### Страница
Так что же спасло Лескова? Позволю себе снова прибегнуть к длинной цитате. Лесков писал о себе: «Я смело, даже, может быть. дерзко думаю, что я знаю русского человека в самую его глубь, и не ставлю себе этого ни в какую заслугу. Я не изучал народ по разговорам с петербургскими извозчиками, а я вырос в народе, на гостомельском выгоне, с казанком в руке, я спал с ним на росистой траве ночного, под теплым овчинным тулупом, да на замашкой панинской толчее за кругами пыльных замашек, так мне непристойно ни поднимать народ на ходули, ни класть его себе под ноги. Я с народом был свой человек, и у меня есть в нем много кумовьев и приятелей, особенно на Гостомле, где живут бородачи, которых я, стоя на своих детских коленях, в оные былые времена, отмаливал своими детскими слезами от палок и розог. Я был этим людям ближе всех поповичей нашей поповки, ловивших у крестьян кур и поросят во время хождения по приходу. Я стоял между мужиком и связанными на него розгами... Я не верю, чтоб попович знал крестьянина короче, чем может его знать сын простого, бедного помещика».

Народным духом, любовью и близостью к народу и был спасен Лесков. Он увидел в русском национальном характере то, что оставалось скрытым от многих крупных художников его поры и более поздних лет: одухотворенную красоту, великую телесную и душевную силу, верность нравственному идеалу. От протопопа Туберозова пошла галерея лесковских праведников, включающая и трогательных инженеров-бессребреников, и эпического несмертельного Голована, и мужика-страстотерпца по кличке Пугало, и того солдатика, что покинул пост, дабы спасти утопавшего, и смешного бедолагу тульского Левшу, который на жалком своем смертном одре помнил лишь о пользе государства и народа русского.

### Исходные данные
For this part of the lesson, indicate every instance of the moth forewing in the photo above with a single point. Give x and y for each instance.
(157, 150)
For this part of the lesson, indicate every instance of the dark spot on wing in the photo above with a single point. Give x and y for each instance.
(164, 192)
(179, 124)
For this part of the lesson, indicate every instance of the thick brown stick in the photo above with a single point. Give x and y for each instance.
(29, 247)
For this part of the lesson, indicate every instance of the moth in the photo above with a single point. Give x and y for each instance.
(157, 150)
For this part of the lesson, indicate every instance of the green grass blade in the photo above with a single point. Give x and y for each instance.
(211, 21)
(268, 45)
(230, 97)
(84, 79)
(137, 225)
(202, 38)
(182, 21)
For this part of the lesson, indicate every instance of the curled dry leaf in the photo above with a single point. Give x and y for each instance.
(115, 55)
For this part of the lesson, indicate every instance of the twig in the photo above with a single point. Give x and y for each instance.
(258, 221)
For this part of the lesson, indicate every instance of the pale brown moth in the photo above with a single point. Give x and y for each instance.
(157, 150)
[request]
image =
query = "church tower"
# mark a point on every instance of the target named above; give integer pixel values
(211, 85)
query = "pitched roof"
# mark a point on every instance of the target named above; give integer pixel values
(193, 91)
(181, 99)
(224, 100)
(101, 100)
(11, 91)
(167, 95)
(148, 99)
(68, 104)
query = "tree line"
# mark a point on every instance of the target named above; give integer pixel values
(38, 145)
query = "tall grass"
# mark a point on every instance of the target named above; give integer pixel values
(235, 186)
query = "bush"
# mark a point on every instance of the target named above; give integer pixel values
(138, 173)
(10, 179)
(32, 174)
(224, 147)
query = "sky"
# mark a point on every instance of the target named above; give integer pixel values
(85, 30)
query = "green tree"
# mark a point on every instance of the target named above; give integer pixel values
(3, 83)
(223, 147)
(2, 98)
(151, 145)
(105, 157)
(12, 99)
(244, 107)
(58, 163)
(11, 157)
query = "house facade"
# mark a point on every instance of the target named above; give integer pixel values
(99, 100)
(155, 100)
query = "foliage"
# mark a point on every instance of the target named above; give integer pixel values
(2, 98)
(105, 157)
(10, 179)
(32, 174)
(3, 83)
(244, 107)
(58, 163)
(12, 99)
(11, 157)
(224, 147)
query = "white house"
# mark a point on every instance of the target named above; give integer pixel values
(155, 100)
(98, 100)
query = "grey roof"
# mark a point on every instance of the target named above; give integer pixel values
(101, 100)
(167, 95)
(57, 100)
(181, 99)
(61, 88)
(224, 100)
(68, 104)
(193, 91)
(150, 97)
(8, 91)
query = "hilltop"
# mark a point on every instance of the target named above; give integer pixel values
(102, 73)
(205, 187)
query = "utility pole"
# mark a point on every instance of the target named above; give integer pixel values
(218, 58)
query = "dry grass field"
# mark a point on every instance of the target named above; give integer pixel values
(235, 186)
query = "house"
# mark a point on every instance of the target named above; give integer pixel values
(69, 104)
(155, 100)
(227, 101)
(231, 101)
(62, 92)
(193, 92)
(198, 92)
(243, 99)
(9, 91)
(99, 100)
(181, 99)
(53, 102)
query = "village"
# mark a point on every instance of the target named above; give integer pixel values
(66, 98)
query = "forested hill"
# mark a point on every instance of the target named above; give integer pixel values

### Задание
Перепишите отрывок текста о Лескове, начиная со слов «Народным духом, любовью» и заканчивая словами «и народа русского.». При этом везде замените «инженеров-бессребреников» на «врачей-бессребреников».

### Ожидаемый ответ
Народным духом, любовью и близостью к народу и был спасен Лесков. Он увидел в русском национальном характере то, что оставалось скрытым от многих крупных художников его поры и более поздних лет: одухотворенную красоту, великую телесную и душевную силу, верность нравственному идеалу. От протопопа Туберозова пошла галерея лесковских праведников, включающая и трогательных врачей-бессребреников, и эпического несмертельного Голована, и мужика-страстотерпца по кличке Пугало, и того солдатика, что покинул пост, дабы спасти утопавшего, и смешного бедолагу тульского Левшу, который на жалком своем смертном одре помнил лишь о пользе государства и народа русского.